WHAT IS NEEDED –
Gather every line in the data below that contains the word "ridgeline".
>> Start SUPPLIED MATERIAL
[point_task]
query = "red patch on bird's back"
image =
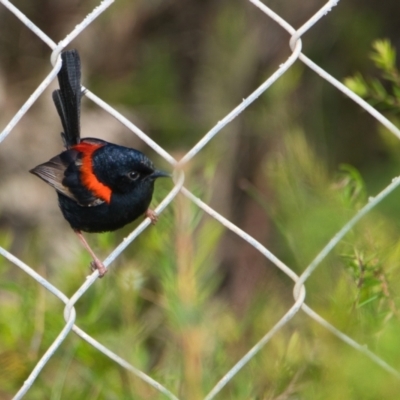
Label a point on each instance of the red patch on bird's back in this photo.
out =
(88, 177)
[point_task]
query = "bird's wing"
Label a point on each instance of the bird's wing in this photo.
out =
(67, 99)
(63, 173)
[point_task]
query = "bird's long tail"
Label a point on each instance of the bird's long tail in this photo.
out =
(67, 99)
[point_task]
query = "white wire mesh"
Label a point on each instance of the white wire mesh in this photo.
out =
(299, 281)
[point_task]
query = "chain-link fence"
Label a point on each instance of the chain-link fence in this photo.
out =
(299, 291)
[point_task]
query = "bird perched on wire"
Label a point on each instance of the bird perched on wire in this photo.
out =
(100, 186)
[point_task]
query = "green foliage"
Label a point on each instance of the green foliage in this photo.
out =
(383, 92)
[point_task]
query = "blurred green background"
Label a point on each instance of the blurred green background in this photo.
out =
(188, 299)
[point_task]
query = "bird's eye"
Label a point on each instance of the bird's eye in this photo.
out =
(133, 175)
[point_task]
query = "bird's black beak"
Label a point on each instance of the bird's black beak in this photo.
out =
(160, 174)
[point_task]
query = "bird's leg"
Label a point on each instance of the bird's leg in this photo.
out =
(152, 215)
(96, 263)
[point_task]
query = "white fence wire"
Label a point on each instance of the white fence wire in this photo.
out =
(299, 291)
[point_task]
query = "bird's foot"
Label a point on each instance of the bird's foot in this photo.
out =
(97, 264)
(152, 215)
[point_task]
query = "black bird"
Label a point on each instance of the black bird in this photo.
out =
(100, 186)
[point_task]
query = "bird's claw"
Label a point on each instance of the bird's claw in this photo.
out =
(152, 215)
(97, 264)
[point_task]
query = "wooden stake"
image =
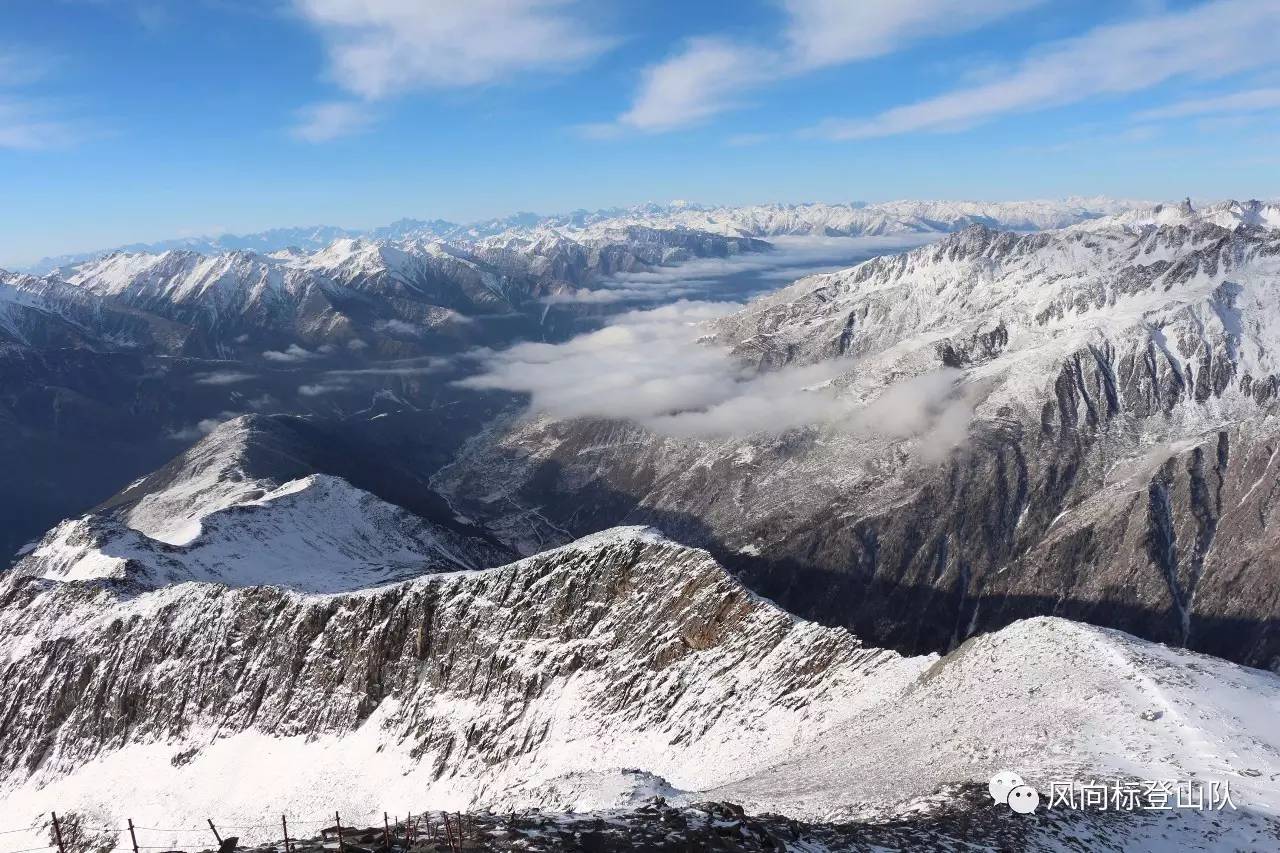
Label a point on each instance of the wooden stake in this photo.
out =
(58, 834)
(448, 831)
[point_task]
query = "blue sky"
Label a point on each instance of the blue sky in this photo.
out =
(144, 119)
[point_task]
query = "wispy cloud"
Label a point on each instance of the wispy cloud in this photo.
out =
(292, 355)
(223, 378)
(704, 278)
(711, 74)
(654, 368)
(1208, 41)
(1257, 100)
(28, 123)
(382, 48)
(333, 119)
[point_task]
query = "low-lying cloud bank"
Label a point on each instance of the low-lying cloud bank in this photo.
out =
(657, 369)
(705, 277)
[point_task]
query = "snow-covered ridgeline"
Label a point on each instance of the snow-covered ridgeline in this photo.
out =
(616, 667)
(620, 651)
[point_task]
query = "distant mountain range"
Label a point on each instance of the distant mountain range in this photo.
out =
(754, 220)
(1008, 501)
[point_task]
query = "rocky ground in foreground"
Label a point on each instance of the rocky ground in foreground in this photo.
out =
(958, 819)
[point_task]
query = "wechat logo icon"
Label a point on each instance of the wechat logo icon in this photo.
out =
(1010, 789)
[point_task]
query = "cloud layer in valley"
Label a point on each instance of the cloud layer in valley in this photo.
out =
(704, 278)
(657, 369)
>> End SUPPLIED MATERIAL
>> Start SUPPLIED MATERIAL
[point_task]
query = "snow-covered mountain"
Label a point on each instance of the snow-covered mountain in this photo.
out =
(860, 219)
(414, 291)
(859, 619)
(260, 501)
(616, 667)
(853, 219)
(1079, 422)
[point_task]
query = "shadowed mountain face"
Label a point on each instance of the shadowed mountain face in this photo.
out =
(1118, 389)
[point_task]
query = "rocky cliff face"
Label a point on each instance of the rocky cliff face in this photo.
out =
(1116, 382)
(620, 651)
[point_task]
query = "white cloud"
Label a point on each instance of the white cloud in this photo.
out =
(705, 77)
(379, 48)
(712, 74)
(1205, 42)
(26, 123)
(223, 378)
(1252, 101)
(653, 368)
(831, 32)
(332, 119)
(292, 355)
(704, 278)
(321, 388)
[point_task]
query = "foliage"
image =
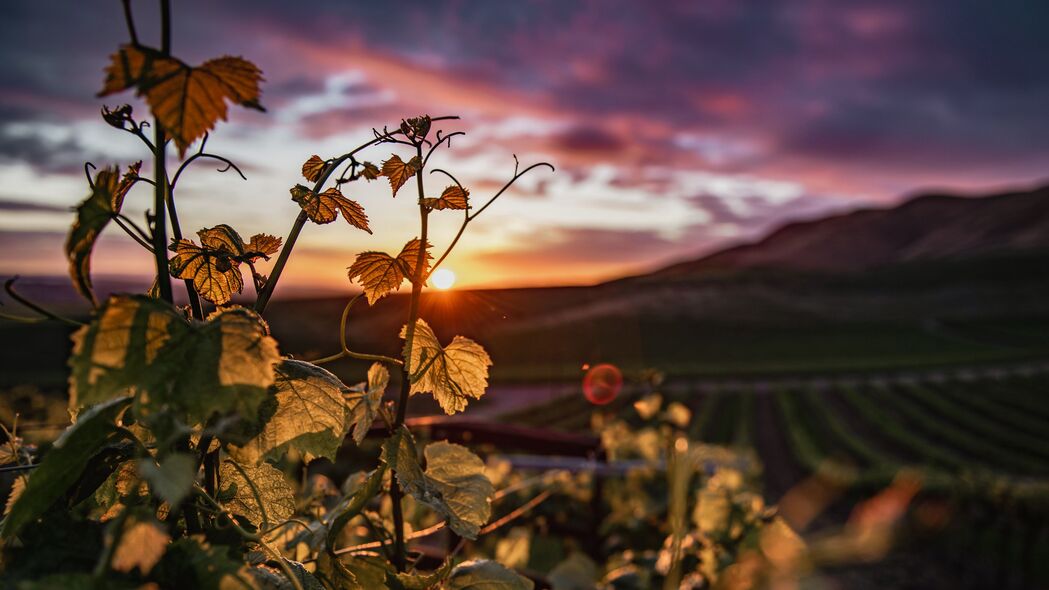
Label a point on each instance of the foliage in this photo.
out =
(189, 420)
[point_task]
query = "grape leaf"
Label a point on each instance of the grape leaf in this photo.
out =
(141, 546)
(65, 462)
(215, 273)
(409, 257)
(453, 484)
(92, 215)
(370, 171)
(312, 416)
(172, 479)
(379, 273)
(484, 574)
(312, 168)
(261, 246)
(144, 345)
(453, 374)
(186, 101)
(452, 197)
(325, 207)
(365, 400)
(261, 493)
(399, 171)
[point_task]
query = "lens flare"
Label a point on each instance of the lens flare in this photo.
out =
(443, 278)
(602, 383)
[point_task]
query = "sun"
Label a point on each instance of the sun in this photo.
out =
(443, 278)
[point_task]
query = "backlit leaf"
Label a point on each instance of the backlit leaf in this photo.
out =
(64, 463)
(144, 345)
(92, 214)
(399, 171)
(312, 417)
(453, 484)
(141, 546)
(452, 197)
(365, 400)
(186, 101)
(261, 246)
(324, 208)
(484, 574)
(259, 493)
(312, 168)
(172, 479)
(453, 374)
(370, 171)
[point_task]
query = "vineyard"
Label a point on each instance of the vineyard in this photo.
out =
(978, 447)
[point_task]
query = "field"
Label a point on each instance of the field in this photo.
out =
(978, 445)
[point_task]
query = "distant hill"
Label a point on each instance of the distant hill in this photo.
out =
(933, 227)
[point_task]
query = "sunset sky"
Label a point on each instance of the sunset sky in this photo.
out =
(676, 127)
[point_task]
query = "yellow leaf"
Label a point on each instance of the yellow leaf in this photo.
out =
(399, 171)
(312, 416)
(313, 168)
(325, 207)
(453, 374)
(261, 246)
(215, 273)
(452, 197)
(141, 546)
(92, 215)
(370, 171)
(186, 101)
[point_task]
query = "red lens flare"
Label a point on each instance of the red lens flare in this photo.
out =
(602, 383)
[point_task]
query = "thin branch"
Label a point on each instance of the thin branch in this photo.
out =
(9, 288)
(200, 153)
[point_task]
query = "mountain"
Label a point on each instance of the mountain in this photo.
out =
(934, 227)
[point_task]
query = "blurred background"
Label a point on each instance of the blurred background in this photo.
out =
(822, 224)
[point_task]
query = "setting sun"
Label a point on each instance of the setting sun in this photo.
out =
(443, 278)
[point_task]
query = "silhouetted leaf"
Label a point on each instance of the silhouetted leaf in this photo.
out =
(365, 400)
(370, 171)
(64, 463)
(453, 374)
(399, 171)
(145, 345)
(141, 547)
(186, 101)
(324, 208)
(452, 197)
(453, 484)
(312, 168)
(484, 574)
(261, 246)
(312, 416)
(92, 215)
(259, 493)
>> End SUPPLIED MATERIAL
WRITTEN ANSWER –
query = "snow-covered ridgeline"
Label a point on each instance of the snow-covered ridgeline in this photo.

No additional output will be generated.